*Exercise*: Reproduce the records below exactly as they appear.

Source data
════════════════

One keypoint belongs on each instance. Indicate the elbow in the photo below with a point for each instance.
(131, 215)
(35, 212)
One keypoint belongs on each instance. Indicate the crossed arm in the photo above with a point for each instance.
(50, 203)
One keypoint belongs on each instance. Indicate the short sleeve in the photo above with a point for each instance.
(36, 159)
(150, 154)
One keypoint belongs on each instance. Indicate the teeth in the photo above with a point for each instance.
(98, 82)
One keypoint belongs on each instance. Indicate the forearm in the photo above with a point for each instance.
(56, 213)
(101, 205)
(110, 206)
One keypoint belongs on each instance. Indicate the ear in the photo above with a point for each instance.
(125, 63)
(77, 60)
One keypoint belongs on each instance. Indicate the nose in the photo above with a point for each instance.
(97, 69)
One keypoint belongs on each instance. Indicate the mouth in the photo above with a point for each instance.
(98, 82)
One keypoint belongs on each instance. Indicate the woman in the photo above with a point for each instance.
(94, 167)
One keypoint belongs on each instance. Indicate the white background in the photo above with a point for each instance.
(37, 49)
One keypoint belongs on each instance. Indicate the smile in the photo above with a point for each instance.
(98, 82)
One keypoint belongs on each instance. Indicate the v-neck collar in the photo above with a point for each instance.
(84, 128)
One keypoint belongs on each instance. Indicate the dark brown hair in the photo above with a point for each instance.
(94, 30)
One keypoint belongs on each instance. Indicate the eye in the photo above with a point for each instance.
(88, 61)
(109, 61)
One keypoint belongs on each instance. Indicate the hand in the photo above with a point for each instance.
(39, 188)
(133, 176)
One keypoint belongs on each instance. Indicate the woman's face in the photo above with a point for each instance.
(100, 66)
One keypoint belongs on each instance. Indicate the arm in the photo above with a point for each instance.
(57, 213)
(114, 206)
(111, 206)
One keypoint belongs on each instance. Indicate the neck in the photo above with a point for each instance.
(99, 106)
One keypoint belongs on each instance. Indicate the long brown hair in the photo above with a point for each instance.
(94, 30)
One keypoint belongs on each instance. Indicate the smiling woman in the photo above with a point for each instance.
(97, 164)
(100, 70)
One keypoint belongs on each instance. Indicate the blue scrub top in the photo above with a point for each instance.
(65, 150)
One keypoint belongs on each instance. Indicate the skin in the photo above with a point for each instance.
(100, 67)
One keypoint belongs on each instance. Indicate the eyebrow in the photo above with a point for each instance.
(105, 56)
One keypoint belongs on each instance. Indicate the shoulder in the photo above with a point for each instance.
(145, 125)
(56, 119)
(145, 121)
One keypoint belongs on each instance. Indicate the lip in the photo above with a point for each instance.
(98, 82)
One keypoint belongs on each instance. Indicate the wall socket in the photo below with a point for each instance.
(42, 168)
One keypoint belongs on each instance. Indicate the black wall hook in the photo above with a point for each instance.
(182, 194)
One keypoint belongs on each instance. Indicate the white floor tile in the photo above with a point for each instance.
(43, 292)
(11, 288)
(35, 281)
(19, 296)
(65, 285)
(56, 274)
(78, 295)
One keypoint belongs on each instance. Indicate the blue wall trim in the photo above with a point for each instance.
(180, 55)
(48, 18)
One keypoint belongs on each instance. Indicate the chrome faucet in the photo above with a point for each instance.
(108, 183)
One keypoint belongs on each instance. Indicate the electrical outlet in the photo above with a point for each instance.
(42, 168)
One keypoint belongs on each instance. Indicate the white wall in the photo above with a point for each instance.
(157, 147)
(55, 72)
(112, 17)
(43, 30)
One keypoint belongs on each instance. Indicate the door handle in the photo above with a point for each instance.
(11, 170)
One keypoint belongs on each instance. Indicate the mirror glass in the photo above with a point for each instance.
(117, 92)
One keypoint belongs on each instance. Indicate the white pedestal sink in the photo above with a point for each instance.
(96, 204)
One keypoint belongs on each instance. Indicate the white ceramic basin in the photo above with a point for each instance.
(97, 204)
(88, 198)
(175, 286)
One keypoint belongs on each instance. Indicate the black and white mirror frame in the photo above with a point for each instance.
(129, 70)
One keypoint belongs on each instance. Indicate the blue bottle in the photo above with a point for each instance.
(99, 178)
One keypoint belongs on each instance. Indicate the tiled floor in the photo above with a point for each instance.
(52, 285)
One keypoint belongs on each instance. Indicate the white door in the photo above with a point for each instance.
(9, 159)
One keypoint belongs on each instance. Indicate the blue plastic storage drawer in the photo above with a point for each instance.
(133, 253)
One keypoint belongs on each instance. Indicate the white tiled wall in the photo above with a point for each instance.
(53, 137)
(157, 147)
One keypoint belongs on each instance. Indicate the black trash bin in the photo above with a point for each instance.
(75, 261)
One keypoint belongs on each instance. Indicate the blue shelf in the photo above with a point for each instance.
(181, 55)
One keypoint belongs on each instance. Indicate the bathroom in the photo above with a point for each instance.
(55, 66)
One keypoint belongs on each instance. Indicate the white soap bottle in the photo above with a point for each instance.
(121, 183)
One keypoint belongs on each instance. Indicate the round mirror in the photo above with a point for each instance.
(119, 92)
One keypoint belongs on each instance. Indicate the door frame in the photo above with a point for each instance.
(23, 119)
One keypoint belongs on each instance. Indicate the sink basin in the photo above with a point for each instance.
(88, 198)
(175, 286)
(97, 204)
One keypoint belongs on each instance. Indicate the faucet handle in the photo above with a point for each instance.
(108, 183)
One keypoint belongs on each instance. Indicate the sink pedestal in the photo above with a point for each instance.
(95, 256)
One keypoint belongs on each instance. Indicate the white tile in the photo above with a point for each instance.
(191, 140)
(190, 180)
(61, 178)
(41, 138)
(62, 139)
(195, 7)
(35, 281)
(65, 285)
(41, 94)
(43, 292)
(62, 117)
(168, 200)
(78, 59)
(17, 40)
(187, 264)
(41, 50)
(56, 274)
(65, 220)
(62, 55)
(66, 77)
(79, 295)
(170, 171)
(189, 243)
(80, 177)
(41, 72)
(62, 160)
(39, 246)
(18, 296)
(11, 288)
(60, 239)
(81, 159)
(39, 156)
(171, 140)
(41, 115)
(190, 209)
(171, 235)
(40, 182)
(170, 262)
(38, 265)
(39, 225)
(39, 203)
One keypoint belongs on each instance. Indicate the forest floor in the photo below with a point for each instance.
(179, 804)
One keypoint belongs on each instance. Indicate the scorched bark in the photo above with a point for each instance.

════════════════

*Exercise result*:
One keypoint belongs on each instance. Indicate the elbow in the photo below with a point for each instance.
(131, 215)
(35, 212)
One keypoint belongs on each instance. Indicate the crossed arm in the photo above with a point for each instance.
(50, 203)
One keypoint belongs on each instance. Indicate the short sleeve in the photo above with a point for each instance.
(36, 159)
(150, 154)
One keypoint belongs on each instance. Indicate the teeth in the photo above with a point for each instance.
(98, 82)
One keypoint belongs on each instance. Indicate the forearm in the photo above with a point for each instance.
(56, 213)
(101, 205)
(110, 206)
One keypoint belongs on each instance. Indicate the ear in the photo above with a point for each instance.
(125, 63)
(77, 60)
One keypoint belongs on each instance. Indicate the nose in the photo above with a point for each instance.
(97, 69)
One keypoint belongs on each instance. Indicate the mouth in the photo above with a point for each instance.
(98, 82)
One keypoint belongs on each instance. Indicate the woman in the photo above with a point for each instance.
(94, 167)
One keypoint belongs on each instance. Indicate the white background in the photo above with a point for each instance.
(37, 49)
One keypoint belongs on each instance. Indicate the smile in the photo above with a point for each instance.
(98, 82)
One keypoint belongs on each instance. Indicate the v-neck collar in the photo above with a point for each instance.
(84, 128)
One keypoint belongs on each instance. Indicate the dark brown hair in the photo above with a point for each instance.
(94, 30)
One keypoint belongs on each instance. Indicate the eye in the photo above with a point for each instance.
(88, 61)
(109, 61)
One keypoint belongs on each instance. Indicate the hand in the photo above with a point for each instance.
(39, 188)
(133, 176)
One keypoint belongs on each instance. Indicate the woman's face in the photo above with a point for each instance.
(100, 66)
One keypoint belongs on each instance. Indicate the arm in the photo above with a point for each instance.
(57, 213)
(114, 206)
(111, 206)
One keypoint belongs on each instance. Indicate the neck in the photo above with a point for each instance.
(99, 106)
One keypoint belongs on each instance. Indicate the long brown hair in the photo above with a point for each instance.
(94, 30)
One keypoint belongs on each instance. Indicate the smiling woman in the photo above with a point for each instance.
(97, 164)
(100, 70)
One keypoint belongs on each instance. Indicate the blue scrub top in the photo above with a point for each instance.
(65, 150)
One keypoint belongs on each instance. Indicate the skin in the photo above with a point for each instance.
(100, 67)
One keypoint belongs on each instance. Indicate the eyebrow in the photo above with a point for each instance.
(105, 56)
One keypoint belongs on each instance. Indicate the shoulder in the photo above with a point for each instance.
(145, 125)
(56, 119)
(145, 121)
One keypoint belongs on each instance. Indicate the lip in the photo above with a point for each instance.
(98, 82)
One keypoint belongs on each instance. Indicate the wall socket in the photo below with a point for each instance.
(42, 168)
One keypoint belongs on each instance. Indicate the black wall hook in the photo above with a point for each instance.
(182, 194)
One keypoint belongs on each instance. Indicate the white floor tile in the photo above with a point for each instance.
(43, 292)
(11, 288)
(35, 281)
(19, 296)
(65, 285)
(56, 274)
(78, 295)
One keypoint belongs on each instance. Indicate the blue wall trim in the photo above with a point for each instance.
(180, 55)
(48, 18)
One keypoint belongs on each instance. Indicate the chrome faucet in the photo above with a point for each instance.
(108, 183)
One keypoint belongs on each instance. Indicate the electrical outlet in the photo above with a point for each instance.
(42, 168)
One keypoint belongs on each instance. Indicate the white wall in the photo above with a point for each instance.
(157, 147)
(55, 72)
(112, 17)
(43, 30)
One keypoint belongs on each instance. Indicate the door handle in the photo above with a point for each instance.
(11, 170)
One keypoint belongs on each instance. Indicate the mirror glass in the photo above with a point for each instance.
(117, 92)
One keypoint belongs on each instance. Indicate the white pedestal sink in the photo above with a point for each instance.
(96, 204)
One keypoint belongs on each instance. Indicate the white ceramic basin in the photo above with a point for each instance.
(97, 204)
(88, 198)
(175, 286)
One keypoint belongs on each instance. Indicate the black and white mirror frame in the photo above with a point for each instance.
(129, 70)
One keypoint belongs on each instance. Indicate the blue bottle in the photo above with a point for each instance.
(99, 178)
One keypoint belongs on each instance. Indicate the tiled floor in the photo above with a point for each instance.
(52, 285)
One keypoint belongs on each instance. Indicate the white door in the photo above with a point for each instance.
(9, 159)
One keypoint belongs on each instance. Indicate the blue plastic storage drawer in the photo above with a point for each instance.
(133, 253)
One keypoint belongs on each instance. Indicate the white tiled wall in the photo above with a point for each instance.
(53, 137)
(157, 147)
One keypoint belongs on each instance. Indicate the black trash bin in the photo above with a point for each instance.
(75, 261)
One keypoint belongs on each instance. Indicate the blue shelf in the photo above with a point for each instance.
(181, 55)
One keypoint belongs on each instance. Indicate the bathroom in the photo above with a point for each instance.
(55, 66)
One keypoint belongs on each instance. Indicate the white soap bottle in the photo above with a point for each instance.
(121, 183)
One keypoint belongs on each instance. Indicate the round mirror in the photo above with a point for each instance.
(119, 92)
One keypoint belongs on each instance. Indicate the door frame in the photo above with a point for each instance.
(23, 119)
One keypoint belongs on each instance. Indicate the sink basin in the photo above with a point for each instance.
(88, 198)
(175, 286)
(97, 204)
One keypoint belongs on each instance. Indicate the faucet handle in the photo above with a point for each instance.
(108, 183)
One keypoint belongs on each instance. Indicate the sink pedestal in the photo above with a point for each instance.
(95, 256)
One keypoint belongs on each instance. Indicate the white tile in the photo above with a point for each instance.
(191, 140)
(190, 180)
(61, 178)
(41, 138)
(62, 139)
(195, 7)
(35, 281)
(65, 285)
(41, 94)
(43, 292)
(62, 117)
(168, 200)
(78, 59)
(17, 40)
(187, 264)
(41, 50)
(56, 274)
(65, 220)
(62, 55)
(66, 77)
(79, 295)
(170, 171)
(189, 243)
(80, 177)
(41, 72)
(62, 160)
(39, 246)
(18, 296)
(11, 288)
(60, 239)
(81, 159)
(39, 156)
(171, 140)
(41, 115)
(190, 209)
(171, 235)
(40, 182)
(170, 262)
(38, 265)
(39, 225)
(39, 203)
One keypoint belongs on each instance. Indicate the forest floor in the photo below with a point for each instance.
(179, 804)
One keypoint belongs on each instance. Indicate the scorched bark in the photo above with a point for each instance.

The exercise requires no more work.